##### RECORDS SHOWN #####
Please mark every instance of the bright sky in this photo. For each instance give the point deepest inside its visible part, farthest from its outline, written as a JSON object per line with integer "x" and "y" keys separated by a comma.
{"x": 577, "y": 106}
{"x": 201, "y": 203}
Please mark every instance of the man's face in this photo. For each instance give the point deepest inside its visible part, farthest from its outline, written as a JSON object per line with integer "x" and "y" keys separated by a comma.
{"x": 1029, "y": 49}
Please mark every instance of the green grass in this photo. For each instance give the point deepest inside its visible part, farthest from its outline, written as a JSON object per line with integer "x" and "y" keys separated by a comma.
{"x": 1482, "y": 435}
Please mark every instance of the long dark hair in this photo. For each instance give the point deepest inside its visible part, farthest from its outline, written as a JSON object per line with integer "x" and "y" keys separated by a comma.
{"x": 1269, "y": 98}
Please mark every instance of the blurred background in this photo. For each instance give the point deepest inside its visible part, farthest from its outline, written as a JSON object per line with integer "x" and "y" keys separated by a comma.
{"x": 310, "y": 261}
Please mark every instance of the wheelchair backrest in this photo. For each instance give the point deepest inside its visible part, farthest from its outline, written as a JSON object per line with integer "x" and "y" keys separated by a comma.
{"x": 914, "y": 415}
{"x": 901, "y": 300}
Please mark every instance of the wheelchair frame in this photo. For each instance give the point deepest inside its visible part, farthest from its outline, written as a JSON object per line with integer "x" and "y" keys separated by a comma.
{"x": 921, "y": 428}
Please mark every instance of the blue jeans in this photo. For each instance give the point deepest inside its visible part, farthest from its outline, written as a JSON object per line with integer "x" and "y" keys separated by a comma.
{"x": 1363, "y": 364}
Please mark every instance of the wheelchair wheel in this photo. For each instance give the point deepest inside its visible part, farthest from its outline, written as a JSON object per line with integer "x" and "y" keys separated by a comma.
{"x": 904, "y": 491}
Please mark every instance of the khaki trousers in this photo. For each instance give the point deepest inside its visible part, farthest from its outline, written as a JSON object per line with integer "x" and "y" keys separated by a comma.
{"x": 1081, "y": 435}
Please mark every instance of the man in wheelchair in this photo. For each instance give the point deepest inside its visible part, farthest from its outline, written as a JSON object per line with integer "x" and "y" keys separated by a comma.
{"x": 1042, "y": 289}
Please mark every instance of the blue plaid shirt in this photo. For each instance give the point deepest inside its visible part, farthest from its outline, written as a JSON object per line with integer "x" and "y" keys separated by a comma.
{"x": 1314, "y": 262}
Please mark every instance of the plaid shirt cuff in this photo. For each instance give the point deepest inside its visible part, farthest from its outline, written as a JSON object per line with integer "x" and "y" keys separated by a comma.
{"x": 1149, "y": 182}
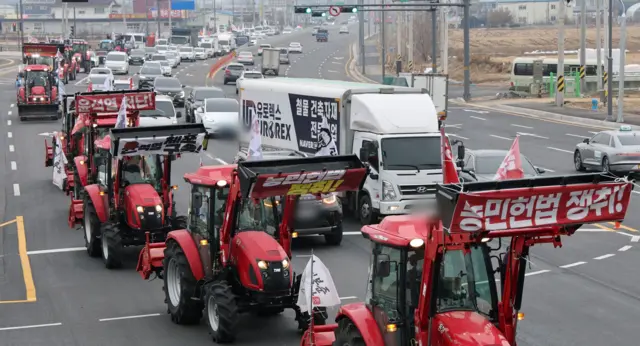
#####
DESCRIPTION OF THE TASK:
From the line containing "Please mark every instance of the plaid" down to the final line of the listing above, write out only those lines exactly as they are, minus the pictures.

EXERCISE SOLUTION:
Please mark every instance of the plaid shirt cuff in this photo. For each instance give the point deepest inside its visible part, farthest from its outline, written as a JSON object per line with integer "x" and "y" keys separated by a comma.
{"x": 1149, "y": 182}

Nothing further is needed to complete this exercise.